Look at each line of the listing. Copy those that hold the string "skin".

-- -- --

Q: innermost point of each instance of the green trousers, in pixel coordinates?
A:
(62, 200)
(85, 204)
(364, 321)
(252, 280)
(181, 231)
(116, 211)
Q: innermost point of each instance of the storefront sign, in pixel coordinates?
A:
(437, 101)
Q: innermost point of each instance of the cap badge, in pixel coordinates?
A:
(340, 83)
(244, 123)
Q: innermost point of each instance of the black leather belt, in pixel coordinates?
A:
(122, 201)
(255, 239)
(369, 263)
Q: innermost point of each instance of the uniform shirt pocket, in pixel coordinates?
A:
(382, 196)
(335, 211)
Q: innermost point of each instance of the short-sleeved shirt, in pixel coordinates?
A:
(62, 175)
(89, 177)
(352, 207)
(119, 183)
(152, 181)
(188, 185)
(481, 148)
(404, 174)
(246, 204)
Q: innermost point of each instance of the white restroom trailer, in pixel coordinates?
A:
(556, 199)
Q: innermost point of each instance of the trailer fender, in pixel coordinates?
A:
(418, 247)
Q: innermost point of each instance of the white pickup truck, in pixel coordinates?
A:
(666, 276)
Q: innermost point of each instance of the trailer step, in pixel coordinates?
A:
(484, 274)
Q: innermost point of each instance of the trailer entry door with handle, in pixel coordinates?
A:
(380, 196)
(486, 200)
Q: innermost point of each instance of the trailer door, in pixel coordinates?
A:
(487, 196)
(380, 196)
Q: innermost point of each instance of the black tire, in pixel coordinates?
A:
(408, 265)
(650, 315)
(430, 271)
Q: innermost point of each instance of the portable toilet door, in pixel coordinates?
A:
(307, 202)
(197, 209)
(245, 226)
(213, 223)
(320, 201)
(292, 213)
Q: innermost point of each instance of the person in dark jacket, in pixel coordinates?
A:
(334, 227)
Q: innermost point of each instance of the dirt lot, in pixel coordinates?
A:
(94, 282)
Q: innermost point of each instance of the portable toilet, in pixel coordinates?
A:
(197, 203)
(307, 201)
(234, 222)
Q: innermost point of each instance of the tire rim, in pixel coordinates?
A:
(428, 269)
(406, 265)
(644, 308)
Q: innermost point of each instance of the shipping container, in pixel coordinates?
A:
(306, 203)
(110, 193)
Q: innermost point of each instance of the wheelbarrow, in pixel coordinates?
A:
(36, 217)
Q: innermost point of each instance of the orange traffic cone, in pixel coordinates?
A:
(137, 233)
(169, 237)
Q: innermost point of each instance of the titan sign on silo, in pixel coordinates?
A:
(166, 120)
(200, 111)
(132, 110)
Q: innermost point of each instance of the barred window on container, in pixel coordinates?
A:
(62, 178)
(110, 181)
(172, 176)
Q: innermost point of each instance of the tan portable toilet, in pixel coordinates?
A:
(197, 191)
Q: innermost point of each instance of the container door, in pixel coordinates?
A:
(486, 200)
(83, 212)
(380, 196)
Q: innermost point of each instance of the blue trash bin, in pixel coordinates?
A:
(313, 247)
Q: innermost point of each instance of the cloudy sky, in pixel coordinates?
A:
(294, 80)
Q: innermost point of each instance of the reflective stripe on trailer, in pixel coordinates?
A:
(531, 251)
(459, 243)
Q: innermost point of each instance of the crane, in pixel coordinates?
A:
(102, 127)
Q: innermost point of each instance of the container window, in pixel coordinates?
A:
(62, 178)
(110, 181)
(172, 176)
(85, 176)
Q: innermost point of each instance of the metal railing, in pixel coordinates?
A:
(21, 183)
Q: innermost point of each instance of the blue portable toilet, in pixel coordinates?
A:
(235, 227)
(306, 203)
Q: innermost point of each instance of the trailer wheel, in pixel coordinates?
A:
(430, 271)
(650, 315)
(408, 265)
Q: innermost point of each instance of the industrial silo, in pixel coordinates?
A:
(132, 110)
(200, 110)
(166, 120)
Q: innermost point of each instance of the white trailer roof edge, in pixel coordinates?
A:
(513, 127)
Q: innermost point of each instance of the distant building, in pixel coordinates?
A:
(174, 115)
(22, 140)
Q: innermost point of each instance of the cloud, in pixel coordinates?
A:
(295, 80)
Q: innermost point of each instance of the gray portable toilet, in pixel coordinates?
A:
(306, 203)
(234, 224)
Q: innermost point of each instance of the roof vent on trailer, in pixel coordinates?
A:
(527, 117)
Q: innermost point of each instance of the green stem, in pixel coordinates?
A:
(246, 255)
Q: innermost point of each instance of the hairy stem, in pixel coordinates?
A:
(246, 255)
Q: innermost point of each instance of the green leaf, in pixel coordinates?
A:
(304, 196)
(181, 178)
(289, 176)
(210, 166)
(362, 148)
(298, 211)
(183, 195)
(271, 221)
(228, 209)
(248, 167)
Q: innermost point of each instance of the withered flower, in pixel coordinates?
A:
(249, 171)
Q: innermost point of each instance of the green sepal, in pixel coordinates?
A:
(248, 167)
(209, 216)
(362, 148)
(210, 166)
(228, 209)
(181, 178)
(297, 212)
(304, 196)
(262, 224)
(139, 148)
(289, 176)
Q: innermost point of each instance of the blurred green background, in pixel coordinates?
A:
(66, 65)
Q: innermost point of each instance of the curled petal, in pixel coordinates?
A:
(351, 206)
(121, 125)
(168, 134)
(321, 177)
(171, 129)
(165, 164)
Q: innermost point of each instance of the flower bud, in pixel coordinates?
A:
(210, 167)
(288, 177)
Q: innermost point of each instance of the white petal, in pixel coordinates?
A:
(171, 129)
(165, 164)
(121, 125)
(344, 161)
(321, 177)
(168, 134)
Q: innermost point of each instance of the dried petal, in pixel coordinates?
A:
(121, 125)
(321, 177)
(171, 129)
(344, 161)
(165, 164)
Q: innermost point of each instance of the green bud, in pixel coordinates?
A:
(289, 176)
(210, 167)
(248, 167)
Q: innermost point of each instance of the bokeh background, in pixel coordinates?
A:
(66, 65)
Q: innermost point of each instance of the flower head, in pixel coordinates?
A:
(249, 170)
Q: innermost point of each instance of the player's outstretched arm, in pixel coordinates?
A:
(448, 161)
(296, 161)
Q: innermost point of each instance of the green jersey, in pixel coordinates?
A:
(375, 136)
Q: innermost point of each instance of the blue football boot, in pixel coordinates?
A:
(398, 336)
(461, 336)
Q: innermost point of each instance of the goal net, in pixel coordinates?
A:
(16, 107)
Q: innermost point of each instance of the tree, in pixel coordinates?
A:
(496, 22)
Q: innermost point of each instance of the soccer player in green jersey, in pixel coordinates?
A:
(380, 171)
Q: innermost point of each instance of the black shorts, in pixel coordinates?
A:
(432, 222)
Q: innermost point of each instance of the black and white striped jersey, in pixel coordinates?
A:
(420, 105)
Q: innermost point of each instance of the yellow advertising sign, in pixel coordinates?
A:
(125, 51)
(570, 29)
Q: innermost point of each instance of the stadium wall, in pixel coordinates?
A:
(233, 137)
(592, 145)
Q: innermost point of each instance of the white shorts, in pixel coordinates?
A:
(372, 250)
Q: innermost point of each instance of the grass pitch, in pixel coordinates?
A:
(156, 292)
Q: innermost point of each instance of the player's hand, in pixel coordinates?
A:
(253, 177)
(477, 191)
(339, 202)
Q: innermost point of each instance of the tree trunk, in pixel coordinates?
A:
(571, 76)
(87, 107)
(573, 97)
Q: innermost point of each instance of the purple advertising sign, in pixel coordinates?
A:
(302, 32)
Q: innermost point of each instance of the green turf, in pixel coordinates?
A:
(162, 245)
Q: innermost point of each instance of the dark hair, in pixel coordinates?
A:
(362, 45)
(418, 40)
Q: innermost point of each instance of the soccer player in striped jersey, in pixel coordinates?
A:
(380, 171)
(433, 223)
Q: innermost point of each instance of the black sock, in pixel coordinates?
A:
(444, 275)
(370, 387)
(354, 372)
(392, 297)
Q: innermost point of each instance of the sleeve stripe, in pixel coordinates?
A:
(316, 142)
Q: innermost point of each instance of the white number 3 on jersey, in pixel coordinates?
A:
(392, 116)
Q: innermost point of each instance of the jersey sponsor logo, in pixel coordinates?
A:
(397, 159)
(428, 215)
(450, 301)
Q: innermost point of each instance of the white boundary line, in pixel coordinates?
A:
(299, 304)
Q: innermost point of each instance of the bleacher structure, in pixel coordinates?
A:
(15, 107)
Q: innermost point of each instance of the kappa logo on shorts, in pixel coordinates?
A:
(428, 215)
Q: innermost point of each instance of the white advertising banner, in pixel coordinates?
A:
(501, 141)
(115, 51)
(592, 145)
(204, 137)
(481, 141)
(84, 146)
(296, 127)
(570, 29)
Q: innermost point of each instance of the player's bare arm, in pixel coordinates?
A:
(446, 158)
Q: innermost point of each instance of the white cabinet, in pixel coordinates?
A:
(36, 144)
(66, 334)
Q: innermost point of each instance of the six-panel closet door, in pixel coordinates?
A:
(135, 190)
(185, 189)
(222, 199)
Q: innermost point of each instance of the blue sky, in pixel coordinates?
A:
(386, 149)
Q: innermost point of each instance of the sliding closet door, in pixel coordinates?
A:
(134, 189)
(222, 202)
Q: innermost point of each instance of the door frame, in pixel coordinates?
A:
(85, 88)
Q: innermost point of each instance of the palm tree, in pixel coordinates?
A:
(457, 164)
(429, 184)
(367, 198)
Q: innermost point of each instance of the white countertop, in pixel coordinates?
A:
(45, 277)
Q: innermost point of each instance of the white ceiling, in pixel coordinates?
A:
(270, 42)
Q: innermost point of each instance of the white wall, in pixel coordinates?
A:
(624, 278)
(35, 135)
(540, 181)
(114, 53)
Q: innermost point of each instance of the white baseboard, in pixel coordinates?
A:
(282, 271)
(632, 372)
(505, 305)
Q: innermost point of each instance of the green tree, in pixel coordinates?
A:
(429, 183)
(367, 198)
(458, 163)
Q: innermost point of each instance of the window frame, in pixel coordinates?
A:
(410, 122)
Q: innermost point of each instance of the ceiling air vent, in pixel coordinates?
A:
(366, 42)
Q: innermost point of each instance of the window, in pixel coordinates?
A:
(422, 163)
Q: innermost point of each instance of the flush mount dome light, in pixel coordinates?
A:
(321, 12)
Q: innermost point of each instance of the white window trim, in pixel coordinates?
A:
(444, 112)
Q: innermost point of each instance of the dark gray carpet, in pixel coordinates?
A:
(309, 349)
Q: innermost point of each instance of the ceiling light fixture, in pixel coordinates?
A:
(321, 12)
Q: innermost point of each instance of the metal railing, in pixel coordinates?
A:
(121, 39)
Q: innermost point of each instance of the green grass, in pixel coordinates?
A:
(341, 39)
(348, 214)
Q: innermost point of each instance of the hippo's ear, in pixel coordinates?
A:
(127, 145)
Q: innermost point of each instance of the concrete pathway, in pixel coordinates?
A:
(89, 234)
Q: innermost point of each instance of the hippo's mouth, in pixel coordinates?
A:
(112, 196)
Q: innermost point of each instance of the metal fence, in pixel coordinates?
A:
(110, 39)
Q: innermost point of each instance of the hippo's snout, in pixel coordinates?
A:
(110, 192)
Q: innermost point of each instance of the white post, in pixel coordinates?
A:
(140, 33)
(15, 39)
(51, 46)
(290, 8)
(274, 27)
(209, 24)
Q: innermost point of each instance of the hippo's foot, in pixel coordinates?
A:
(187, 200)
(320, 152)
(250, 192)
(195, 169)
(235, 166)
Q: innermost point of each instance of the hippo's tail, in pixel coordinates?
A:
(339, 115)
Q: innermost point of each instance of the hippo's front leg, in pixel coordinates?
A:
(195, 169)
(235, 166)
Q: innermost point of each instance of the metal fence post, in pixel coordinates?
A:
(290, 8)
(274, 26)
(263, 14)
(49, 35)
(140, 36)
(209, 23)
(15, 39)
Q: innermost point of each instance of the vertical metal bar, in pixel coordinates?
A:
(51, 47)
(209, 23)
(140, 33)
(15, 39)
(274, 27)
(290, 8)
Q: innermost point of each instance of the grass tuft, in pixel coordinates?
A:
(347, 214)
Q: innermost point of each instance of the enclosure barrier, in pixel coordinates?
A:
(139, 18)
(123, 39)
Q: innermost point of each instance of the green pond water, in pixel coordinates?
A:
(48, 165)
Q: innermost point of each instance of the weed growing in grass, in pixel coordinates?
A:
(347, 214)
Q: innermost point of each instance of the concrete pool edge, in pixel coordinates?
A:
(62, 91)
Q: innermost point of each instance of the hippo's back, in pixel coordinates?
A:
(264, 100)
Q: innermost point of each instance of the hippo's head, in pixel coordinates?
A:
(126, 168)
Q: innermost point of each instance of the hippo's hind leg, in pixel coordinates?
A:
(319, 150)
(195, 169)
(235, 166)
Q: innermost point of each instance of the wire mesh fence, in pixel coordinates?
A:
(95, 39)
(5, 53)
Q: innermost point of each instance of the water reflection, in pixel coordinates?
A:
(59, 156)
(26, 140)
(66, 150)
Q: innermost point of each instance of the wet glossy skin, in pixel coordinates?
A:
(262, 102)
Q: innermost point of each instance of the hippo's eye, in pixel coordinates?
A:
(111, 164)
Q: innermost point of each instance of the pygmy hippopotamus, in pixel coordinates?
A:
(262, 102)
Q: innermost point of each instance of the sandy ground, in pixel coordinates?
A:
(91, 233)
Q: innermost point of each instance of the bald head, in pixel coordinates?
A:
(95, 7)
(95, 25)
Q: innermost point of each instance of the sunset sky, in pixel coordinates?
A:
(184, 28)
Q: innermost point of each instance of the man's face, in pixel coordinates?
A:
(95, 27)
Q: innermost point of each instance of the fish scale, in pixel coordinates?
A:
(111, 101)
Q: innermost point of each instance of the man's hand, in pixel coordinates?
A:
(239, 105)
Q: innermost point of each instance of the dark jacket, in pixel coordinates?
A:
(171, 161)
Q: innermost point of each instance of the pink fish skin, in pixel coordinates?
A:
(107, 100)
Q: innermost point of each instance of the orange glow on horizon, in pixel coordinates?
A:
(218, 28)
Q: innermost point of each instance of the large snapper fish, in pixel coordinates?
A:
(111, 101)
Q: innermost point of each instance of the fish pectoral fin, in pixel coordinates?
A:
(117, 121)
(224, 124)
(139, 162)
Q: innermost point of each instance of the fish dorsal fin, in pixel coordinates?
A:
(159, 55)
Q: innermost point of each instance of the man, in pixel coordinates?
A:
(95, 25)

-- -- --

# Solution to this task:
Q: innermost point of each instance of the wet glossy skin, in pixel coordinates?
Q: innermost point of each instance of the pink fish skin, in pixel coordinates?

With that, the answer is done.